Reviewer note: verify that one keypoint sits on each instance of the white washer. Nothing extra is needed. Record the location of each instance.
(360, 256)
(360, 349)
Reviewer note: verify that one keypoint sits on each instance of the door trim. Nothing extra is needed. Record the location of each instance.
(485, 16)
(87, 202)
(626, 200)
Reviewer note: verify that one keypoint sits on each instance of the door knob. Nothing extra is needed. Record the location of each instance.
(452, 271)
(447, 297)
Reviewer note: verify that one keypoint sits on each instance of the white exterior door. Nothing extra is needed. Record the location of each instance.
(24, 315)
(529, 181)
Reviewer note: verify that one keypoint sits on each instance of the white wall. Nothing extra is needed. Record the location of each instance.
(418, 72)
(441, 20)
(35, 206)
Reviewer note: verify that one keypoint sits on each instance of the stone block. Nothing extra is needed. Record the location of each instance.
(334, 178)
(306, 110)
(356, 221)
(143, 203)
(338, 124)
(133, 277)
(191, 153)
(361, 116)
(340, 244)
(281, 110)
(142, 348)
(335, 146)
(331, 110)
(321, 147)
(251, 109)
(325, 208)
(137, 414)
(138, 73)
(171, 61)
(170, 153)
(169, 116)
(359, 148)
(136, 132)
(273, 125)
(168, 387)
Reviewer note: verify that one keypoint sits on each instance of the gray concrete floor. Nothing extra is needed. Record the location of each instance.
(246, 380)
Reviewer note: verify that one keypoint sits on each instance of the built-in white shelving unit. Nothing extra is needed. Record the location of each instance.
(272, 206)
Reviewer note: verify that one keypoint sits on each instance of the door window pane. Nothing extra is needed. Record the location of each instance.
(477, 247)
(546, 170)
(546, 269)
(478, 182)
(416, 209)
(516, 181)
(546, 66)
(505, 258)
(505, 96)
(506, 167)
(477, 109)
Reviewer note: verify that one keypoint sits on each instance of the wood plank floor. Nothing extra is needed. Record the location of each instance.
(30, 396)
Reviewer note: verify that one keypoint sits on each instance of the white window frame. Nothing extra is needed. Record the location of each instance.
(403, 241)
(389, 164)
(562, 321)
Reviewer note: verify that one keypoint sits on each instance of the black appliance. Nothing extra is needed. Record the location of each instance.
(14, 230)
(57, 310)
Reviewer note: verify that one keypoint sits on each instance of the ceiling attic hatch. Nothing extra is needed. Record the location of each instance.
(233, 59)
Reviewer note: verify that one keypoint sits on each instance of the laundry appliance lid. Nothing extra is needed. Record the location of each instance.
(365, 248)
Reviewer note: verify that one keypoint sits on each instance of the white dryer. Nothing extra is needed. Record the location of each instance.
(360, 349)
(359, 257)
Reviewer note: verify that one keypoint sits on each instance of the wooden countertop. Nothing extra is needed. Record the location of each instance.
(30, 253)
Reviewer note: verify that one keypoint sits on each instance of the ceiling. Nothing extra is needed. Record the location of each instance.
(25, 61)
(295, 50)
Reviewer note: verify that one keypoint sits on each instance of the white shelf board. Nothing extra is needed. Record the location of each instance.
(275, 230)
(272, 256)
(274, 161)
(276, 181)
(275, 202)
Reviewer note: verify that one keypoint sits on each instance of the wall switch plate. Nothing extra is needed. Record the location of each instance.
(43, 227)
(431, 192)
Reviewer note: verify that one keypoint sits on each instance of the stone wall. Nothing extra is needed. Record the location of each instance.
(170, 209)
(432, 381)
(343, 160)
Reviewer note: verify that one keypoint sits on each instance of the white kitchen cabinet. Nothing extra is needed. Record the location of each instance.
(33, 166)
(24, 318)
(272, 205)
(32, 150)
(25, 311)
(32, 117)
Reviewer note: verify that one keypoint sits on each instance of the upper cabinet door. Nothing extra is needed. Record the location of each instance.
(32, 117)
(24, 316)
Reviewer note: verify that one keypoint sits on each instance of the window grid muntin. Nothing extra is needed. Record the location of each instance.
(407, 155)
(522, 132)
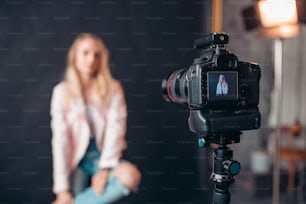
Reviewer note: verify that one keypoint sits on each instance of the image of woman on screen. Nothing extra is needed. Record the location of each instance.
(222, 86)
(88, 122)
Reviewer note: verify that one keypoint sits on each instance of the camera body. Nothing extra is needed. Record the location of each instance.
(222, 92)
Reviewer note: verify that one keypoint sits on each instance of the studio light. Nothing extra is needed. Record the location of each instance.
(275, 18)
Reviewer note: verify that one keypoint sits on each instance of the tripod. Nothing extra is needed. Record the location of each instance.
(224, 167)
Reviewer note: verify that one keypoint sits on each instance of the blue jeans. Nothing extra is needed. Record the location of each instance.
(84, 194)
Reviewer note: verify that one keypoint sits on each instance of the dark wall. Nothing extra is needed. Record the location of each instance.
(147, 40)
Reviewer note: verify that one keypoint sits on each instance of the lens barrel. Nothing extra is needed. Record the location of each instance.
(174, 88)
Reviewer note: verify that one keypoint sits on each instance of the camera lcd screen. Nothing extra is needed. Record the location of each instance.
(222, 85)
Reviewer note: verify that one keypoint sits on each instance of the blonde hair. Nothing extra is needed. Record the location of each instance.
(102, 78)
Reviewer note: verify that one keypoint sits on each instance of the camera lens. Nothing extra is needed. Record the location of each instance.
(174, 88)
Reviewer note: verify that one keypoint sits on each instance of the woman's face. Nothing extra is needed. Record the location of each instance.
(88, 56)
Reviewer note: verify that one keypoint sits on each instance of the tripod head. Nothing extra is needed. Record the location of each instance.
(224, 167)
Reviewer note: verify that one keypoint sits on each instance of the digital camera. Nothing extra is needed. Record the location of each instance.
(222, 92)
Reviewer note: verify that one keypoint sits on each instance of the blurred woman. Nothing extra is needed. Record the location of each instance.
(88, 122)
(222, 87)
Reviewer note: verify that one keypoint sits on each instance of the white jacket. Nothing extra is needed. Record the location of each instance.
(71, 132)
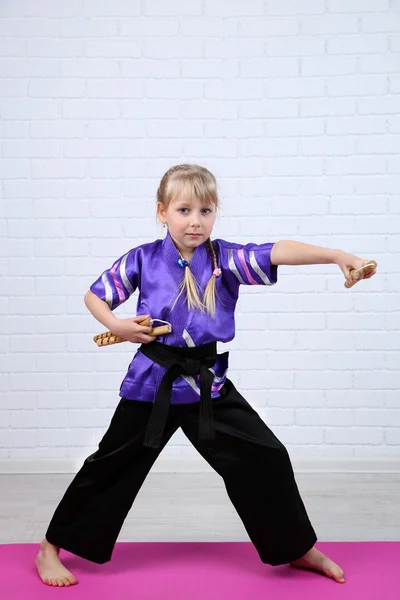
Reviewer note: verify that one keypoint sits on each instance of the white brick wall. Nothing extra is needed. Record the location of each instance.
(294, 107)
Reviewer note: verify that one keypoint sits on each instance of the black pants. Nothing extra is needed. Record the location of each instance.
(253, 463)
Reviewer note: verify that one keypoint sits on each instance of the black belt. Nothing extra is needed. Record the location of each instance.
(180, 361)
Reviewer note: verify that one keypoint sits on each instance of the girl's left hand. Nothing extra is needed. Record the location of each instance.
(348, 261)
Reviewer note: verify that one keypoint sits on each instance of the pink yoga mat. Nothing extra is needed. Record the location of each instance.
(205, 571)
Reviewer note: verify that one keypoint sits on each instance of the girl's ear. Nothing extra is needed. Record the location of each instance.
(161, 213)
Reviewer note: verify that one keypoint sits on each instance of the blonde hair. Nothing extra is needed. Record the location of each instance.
(199, 182)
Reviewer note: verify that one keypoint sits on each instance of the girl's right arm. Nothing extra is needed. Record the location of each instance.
(129, 329)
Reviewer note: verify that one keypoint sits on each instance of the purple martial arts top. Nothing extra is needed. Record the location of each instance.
(153, 268)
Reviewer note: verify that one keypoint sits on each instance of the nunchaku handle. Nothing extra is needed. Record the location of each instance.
(108, 338)
(358, 274)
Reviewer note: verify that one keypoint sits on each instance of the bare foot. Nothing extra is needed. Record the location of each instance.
(315, 560)
(50, 568)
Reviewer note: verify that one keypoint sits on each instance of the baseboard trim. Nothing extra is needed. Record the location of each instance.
(190, 465)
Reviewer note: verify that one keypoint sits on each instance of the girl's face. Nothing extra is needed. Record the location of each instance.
(189, 222)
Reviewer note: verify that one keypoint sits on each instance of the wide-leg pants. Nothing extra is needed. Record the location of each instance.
(254, 465)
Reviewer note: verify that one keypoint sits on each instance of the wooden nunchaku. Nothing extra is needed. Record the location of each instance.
(108, 338)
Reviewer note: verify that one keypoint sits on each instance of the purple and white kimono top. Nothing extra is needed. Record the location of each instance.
(153, 268)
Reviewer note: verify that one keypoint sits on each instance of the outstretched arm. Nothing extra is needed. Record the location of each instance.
(287, 252)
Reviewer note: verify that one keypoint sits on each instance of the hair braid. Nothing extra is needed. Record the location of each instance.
(192, 180)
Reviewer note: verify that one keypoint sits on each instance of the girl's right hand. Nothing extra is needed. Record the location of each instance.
(130, 330)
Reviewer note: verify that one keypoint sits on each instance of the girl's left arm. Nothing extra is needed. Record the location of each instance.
(287, 252)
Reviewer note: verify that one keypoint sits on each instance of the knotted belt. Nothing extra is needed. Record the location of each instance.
(180, 361)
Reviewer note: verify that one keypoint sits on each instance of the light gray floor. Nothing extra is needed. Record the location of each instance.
(195, 507)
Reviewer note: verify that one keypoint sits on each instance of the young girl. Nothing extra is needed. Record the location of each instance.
(179, 381)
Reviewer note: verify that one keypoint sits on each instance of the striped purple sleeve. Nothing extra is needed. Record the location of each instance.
(116, 284)
(250, 264)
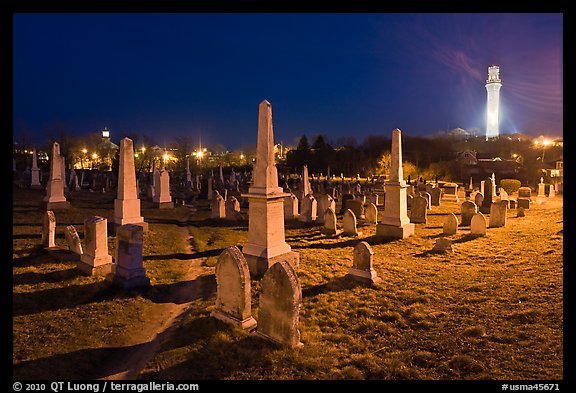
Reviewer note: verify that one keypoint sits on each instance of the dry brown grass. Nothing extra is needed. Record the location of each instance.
(490, 310)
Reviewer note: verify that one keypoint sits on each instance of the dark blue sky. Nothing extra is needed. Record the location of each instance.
(335, 74)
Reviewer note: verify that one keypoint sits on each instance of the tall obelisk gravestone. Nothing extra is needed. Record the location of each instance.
(266, 242)
(35, 183)
(55, 198)
(395, 223)
(127, 204)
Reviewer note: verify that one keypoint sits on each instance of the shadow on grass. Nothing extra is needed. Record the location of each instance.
(185, 256)
(54, 299)
(218, 351)
(335, 285)
(37, 278)
(81, 364)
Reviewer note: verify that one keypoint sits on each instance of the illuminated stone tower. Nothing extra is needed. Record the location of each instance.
(493, 86)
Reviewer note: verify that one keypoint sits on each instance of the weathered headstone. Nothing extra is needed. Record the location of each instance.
(435, 196)
(73, 240)
(450, 192)
(523, 203)
(357, 207)
(279, 306)
(324, 202)
(330, 223)
(498, 213)
(419, 211)
(442, 245)
(162, 198)
(128, 267)
(478, 224)
(233, 297)
(217, 206)
(95, 258)
(467, 210)
(371, 214)
(362, 269)
(541, 189)
(290, 207)
(232, 209)
(487, 201)
(349, 223)
(266, 241)
(428, 199)
(127, 204)
(309, 210)
(49, 229)
(450, 226)
(55, 198)
(395, 222)
(35, 182)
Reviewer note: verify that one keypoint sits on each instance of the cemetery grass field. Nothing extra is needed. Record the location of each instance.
(490, 310)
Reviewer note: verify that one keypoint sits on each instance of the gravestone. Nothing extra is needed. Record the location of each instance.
(35, 182)
(266, 243)
(233, 297)
(127, 204)
(345, 199)
(419, 211)
(395, 222)
(95, 259)
(442, 245)
(371, 214)
(128, 267)
(308, 212)
(330, 224)
(487, 201)
(498, 213)
(524, 193)
(450, 226)
(232, 209)
(428, 199)
(478, 225)
(290, 207)
(162, 198)
(478, 198)
(450, 192)
(357, 207)
(217, 206)
(48, 229)
(324, 202)
(349, 223)
(55, 198)
(73, 240)
(523, 203)
(279, 306)
(541, 189)
(362, 268)
(435, 196)
(467, 210)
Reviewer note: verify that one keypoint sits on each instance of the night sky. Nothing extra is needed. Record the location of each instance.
(339, 75)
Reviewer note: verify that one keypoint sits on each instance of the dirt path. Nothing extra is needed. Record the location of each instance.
(128, 364)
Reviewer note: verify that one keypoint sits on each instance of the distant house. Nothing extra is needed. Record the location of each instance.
(480, 166)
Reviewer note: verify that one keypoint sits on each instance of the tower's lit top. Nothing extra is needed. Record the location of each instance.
(493, 74)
——————————
What the task asks: Starting at the line that contains "of the illuminated", quote each remaining line of the entries above, unchanged.

Exercise response:
Reviewer note: verify that one keypoint sits on each instance of the illuminated stone tower. Nothing extra is needed. Record the location of each instance.
(493, 86)
Reviewer note: verify that one keypoint sits on each instance of the weathered headstone. Nothing extra is needed. Record the location of each instance.
(435, 196)
(73, 240)
(450, 192)
(523, 203)
(357, 207)
(279, 306)
(324, 202)
(330, 223)
(498, 213)
(419, 211)
(442, 245)
(162, 198)
(128, 267)
(478, 224)
(233, 297)
(217, 206)
(95, 258)
(467, 210)
(371, 214)
(362, 269)
(541, 189)
(290, 207)
(232, 209)
(487, 201)
(349, 223)
(266, 241)
(428, 199)
(127, 204)
(309, 210)
(49, 229)
(450, 226)
(55, 198)
(395, 222)
(35, 182)
Reviewer note: verify that one keypoint sits on each instance of the cemetery grass field. Nothing extra is needed. Record the location of each instance.
(490, 310)
Reviewer note: verify that one keypoint sits on each instance of the gravestone. Nothing extra is needed. Record the location of each instance.
(35, 182)
(266, 243)
(233, 297)
(127, 204)
(345, 199)
(419, 211)
(395, 222)
(95, 259)
(442, 245)
(371, 214)
(128, 267)
(308, 212)
(330, 224)
(487, 201)
(498, 213)
(524, 193)
(450, 226)
(232, 209)
(428, 199)
(478, 225)
(290, 207)
(162, 198)
(478, 198)
(450, 192)
(357, 207)
(217, 206)
(48, 229)
(324, 202)
(349, 223)
(55, 198)
(73, 240)
(523, 203)
(279, 306)
(541, 189)
(362, 268)
(435, 196)
(467, 210)
Reviewer note: verify that one keypoint sits on each instance of the night sky. Nothing extra is needed. Record the location of each instance.
(339, 75)
Reviewer note: verify that one keypoint sits on each instance of the dirt path. Nothing extra is needed. Record the location of each instance.
(128, 364)
Reviewer note: verify that one keypoint sits on each instance of the distant house. Nothing extra is needed. Record the location of each instance.
(480, 166)
Reviewer note: verify that one keypoint sits on each instance of the tower's lit top. Nothing extra is needed. Record the location of each instance.
(493, 74)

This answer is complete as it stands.